* **抜粋文**
═══
結論 本件審判の請求は、成り立たない。 
理由 1.手続の経緯
本願は、平成25年6月5日(パリ条約に基づく優先権主張 平成24年6月26日 デンマーク(DK) 欧州特許庁(EP))を出願日とする出願であって、平成26年1月29日付けで拒絶理由が通知され、同年5月2日付けで意見書が提出されたが、同年5月30日付けで拒絶査定がなされ、これに対し、同年10月2日付けで拒絶査定不服の審判が請求され、平成27年7月24日付けで当審による拒絶理由が通知され、同年11月27日付けで手続補正がなされたものである。

2.本願発明
本願の請求項1ないし15に係る発明は、平成27年11月27日付け手続補正により補正された特許請求の範囲の請求項1ないし15に記載された事項により特定されるとおりのものと認められるところ、本願の請求項1に係る発明(以下「本願発明」という。)は、次のとおりである。

「【請求項1】
補聴器のユーザに耳鳴り緩和を提供する音質向上システム(1)であって、
キャリア信号を提供する、信号生成器(2)と、
前記キャリア信号を変調済み信号に変調する、第1の信号変調器(4)を含む少なくとも1つの信号変調器と、
前記変調済み信号を前記ユーザに提示される音響信号に変換する、出力トランスデューサ(8)と、
メモリ(6)を備えており、
前記メモリ(6)が、自然界の音声信号を示す少なくとも1つの特徴を格納するように構成されており、自然界の音声信号を示す前記少なくとも1つの特徴が、第1の特徴を含んでおり、
前記変調済み信号から変換された前記音響信号が、前記ユーザにとって自然界の音声信号のように聞こえるように、前記少なくとも1つの信号変調器(4)が、前記少なくとも1つの特徴に従って、前記キャリア信号を変調するように構成されている、音質向上システム。」

3.引用例
平成27年7月24日付け拒絶理由で引用した特表2010-520682号公報(以下「引用例1」という。)には、「耳鳴りの軽減のための音質向上」について、図面とともに以下の事項が記載されている。なお、下線は当審で付与した。
═══
* **データ**
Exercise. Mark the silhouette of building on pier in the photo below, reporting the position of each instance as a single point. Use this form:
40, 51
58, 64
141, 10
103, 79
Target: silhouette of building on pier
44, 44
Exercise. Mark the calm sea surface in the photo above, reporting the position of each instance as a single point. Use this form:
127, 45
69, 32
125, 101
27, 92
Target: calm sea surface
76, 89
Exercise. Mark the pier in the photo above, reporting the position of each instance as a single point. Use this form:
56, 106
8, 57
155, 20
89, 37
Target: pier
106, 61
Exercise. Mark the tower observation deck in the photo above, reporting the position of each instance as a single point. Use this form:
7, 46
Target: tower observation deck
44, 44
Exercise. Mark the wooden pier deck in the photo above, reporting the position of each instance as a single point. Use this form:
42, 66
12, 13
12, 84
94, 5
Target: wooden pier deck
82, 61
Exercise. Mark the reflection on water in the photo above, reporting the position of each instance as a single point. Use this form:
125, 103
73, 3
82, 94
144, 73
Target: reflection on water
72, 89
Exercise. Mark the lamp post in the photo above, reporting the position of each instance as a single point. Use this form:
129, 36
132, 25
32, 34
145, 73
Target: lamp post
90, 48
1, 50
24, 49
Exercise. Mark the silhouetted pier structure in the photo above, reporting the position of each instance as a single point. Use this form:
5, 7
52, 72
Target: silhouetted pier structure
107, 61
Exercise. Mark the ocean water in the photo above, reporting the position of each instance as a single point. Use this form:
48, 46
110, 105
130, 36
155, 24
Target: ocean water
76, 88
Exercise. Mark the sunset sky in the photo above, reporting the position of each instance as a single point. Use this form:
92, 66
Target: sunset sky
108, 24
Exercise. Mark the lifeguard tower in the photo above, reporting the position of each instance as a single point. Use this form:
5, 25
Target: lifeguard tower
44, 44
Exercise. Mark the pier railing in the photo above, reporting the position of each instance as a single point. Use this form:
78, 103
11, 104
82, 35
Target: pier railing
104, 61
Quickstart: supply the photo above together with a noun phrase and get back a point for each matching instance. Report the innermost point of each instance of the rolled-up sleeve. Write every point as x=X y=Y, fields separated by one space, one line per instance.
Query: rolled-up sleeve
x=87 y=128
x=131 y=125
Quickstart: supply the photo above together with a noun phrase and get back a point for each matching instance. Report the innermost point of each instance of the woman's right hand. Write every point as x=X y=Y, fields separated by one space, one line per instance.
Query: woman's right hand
═══
* **やること A**
抜粋文を読んで、次の問いに答えてください。
(i) 拒絶査定不服の審判が請求されたのは何年何月何日ですか。
(ii) 請求項1の音質向上システムで、キャリア信号を提供するものは何ですか。
(iii) 引用例1とされている公報の番号は何ですか。
* **やること B**
抜粋文のうち、「結論 本件審判の請求は、成り立たない。」で始まり「う。)は、次のとおりである。」まで続く部分を、一字一句変えずに引用してください。
データの項目は抜粋文と関係がありません。

* **解答例 A**
(i) 平成26年10月2日
(ii) 信号生成器(2)
(iii) 特表2010-520682号公報

* **解答例 B**
結論 本件審判の請求は、成り立たない。 
理由 1.手続の経緯
本願は、平成25年6月5日(パリ条約に基づく優先権主張 平成24年6月26日 デンマーク(DK) 欧州特許庁(EP))を出願日とする出願であって、平成26年1月29日付けで拒絶理由が通知され、同年5月2日付けで意見書が提出されたが、同年5月30日付けで拒絶査定がなされ、これに対し、同年10月2日付けで拒絶査定不服の審判が請求され、平成27年7月24日付けで当審による拒絶理由が通知され、同年11月27日付けで手続補正がなされたものである。

2.本願発明
本願の請求項1ないし15に係る発明は、平成27年11月27日付け手続補正により補正された特許請求の範囲の請求項1ないし15に記載された事項により特定されるとおりのものと認められるところ、本願の請求項1に係る発明(以下「本願発明」という。)は、次のとおりである。